(Stored records)

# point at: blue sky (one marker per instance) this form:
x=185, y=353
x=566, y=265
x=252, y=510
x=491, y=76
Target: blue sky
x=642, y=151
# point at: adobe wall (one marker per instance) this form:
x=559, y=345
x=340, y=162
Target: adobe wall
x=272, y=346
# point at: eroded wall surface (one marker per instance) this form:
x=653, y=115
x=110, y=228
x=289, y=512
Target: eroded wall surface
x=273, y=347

_Stated task_:
Copy everything from the line containing "# point at: eroded" down to the end of the rows, replacing "eroded wall surface" with "weathered wall surface" and leaving all else unchanged.

_Problem solution_:
# point at: weathered wall surface (one marker per instance) this form:
x=653, y=115
x=110, y=228
x=289, y=512
Target: weathered wall surface
x=273, y=347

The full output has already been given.